> EXERCISE INSTRUCTIONS
Quote the listing below in full and exactly as written, but omit every picture.

> RECORDS FOR THE TASK

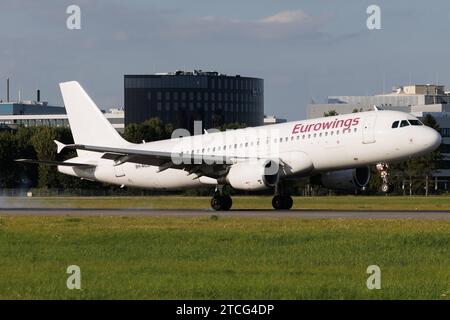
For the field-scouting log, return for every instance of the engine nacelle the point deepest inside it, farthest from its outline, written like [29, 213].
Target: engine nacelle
[349, 179]
[254, 175]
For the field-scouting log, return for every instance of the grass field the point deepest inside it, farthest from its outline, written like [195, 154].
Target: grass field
[239, 202]
[223, 258]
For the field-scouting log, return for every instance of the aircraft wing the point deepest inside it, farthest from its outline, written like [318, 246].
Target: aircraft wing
[56, 163]
[208, 165]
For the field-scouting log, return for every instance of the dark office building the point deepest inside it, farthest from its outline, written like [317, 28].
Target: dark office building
[182, 97]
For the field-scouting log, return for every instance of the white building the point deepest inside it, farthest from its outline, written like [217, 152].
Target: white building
[418, 100]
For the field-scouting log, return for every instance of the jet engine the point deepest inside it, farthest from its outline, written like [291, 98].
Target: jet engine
[253, 175]
[347, 180]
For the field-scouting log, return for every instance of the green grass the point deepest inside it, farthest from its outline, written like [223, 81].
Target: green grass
[222, 258]
[239, 202]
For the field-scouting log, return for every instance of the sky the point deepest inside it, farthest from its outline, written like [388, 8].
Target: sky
[304, 50]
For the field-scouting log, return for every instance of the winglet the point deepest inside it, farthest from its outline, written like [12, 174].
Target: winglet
[59, 145]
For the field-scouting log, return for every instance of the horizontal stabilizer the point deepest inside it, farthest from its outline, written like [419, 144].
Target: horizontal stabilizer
[60, 146]
[56, 163]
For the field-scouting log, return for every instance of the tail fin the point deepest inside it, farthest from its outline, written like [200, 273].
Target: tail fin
[88, 124]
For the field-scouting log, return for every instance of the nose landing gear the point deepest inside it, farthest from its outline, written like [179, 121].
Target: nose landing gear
[281, 201]
[382, 168]
[220, 201]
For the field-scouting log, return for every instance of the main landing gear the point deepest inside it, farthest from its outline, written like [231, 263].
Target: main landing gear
[382, 168]
[281, 201]
[220, 201]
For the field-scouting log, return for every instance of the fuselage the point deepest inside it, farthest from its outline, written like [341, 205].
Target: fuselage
[330, 143]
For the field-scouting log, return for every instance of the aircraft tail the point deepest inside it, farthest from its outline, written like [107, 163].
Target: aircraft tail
[87, 123]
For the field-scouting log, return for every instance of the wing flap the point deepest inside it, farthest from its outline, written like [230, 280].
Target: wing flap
[56, 163]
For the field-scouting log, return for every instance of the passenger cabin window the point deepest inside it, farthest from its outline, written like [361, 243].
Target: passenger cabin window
[415, 123]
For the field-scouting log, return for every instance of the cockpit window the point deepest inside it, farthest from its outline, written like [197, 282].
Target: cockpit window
[404, 123]
[415, 123]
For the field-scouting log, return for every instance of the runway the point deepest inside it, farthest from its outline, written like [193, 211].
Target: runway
[301, 214]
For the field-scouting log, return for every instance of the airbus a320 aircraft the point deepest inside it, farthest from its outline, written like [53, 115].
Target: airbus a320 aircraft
[336, 151]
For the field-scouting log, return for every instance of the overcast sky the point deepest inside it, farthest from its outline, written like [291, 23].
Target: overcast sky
[302, 49]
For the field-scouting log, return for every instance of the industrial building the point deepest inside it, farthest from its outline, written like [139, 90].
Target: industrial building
[273, 120]
[34, 113]
[181, 97]
[418, 100]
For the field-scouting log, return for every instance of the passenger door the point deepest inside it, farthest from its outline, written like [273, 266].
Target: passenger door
[118, 170]
[369, 129]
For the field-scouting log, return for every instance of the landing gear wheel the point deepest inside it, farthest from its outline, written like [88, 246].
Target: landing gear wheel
[216, 203]
[221, 202]
[282, 202]
[288, 202]
[382, 168]
[387, 188]
[227, 203]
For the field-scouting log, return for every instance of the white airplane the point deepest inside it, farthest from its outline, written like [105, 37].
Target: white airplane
[334, 150]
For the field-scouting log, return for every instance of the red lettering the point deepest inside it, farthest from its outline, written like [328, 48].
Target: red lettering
[296, 128]
[327, 125]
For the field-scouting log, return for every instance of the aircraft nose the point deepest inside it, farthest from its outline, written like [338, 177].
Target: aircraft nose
[431, 138]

> SOLUTION TO THE EXERCISE
For the field-scouting log, return for every instance of the engine nacelle the point deepest inside it, farthest from its outline, written like [29, 213].
Target: engine nacelle
[349, 179]
[254, 175]
For the field-scouting log, return for every instance of the grass field the point deepest inside it, farthest from its outline, written like [195, 154].
Target: grass field
[239, 202]
[223, 258]
For the field-scouting log, return for every instance of the aircraft wing the point deepest inside it, farthest from its outline, written like [318, 246].
Target: aircraft wing
[56, 163]
[208, 165]
For the field-scouting log, return for every instance of the dark office building the point deepest inside it, farthest from its outline, written like [317, 28].
Target: dark office building
[182, 97]
For the field-scouting log, return for every instance of the white building the point deepest inside it, farthest from its outline, written like [217, 152].
Target: white building
[418, 100]
For the field-scouting log, return for every instance of the jet engine the point deepest inside it, farthest from its outline, written like [291, 98].
Target: jet engine
[253, 175]
[347, 180]
For the field-scouting log, return for every instance of the green grass the point deepest inside it, farthest from its outline, written like [223, 81].
Target: green grass
[222, 258]
[239, 202]
For the field-scouting log, return for every instance of the sky the point deepest inside it, farthest from its outline, written like [388, 8].
Target: sky
[304, 50]
For the field-scouting log, return for every instance of the winglet the point deepest inside it, farthest from its outline, written like [12, 174].
Target: winglet
[59, 145]
For the field-scouting log, return for every instance of the horizontal stabilizer the point deepest inside it, farthest from its outline, written like [419, 144].
Target: horizontal stabilizer
[60, 146]
[56, 163]
For the field-scouting log, return for every instance of the tail fin the point deepest inside it, farthest from its outline, written like [200, 273].
Target: tail fin
[88, 124]
For the field-scouting log, return for every instance of the nose landing gear the point deepest inside it, farthest from its outline, written like [179, 121].
Target: nose landing gear
[281, 201]
[382, 168]
[220, 201]
For the field-scouting log, return for every instance of the main landing gear the point deepest inside it, farthest from its outline, written like [231, 263].
Target: main landing gear
[382, 168]
[281, 201]
[220, 201]
For the field-scouting log, return for every instance of the fuselage the point deepest inside it, farthest from its outline, written like [341, 205].
Target: fuselage
[330, 143]
For the field-scouting log, return for every instance of the aircraft tail the point deepest inside it, farthest from its outline, written like [107, 163].
Target: aircraft tail
[87, 123]
For the field-scouting log, return for every instance of the wing flap the point deepest inside it, farthest from its outline, written like [230, 280].
Target: wing flap
[56, 163]
For the field-scouting log, return for every instance of the passenger cabin window the point deepest inside it, farthest from its outline, written like [361, 243].
Target: passenger cabin window
[415, 123]
For the field-scouting log, return for every instance of the cockpit window the point deepest inside it, farthest from its outline, written like [197, 282].
Target: cockpit window
[404, 123]
[415, 123]
For the field-scouting log, return for every instance of the runway the point deepest inside it, farthest from its outline, written like [193, 211].
Target: runway
[301, 214]
For the field-scouting log, return for every instance of the airbus a320 aircraft the point deepest inside it, farthest from its outline, written like [53, 115].
Target: airbus a320 aircraft
[336, 151]
For the field-scouting log, return for every instance of the overcast sky the point deepest inside it, farthest from its outline, written like [291, 23].
Target: overcast sky
[302, 49]
For the field-scouting log, return for every instance of the industrial building the point deepest inside it, farthest from its outline, written like [139, 90].
Target: industrial building
[273, 120]
[34, 113]
[181, 97]
[418, 100]
For the field-scouting log, return for every instance of the passenger door the point deepest inside it, farthest from its outline, written like [273, 266].
Target: passenger door
[118, 170]
[369, 129]
For the field-scouting log, return for every instance of the landing gear wheel the point deepest inside it, farthest from its outline, written like [88, 246].
Target: landing gear wheel
[216, 203]
[221, 202]
[282, 202]
[288, 202]
[382, 168]
[387, 188]
[227, 203]
For the field-scouting log, return for every instance of the white airplane the point deepest inside it, farthest from its outline, written like [105, 37].
Target: white airplane
[334, 150]
For the field-scouting log, return for every instance of the red lettering the point deepest inside it, farthest from its outline, written like [328, 48].
Target: red lettering
[296, 128]
[327, 125]
For the field-scouting log, return for every instance of the aircraft nose the point deepest inside it, farthest from its outline, written like [338, 177].
Target: aircraft nose
[431, 138]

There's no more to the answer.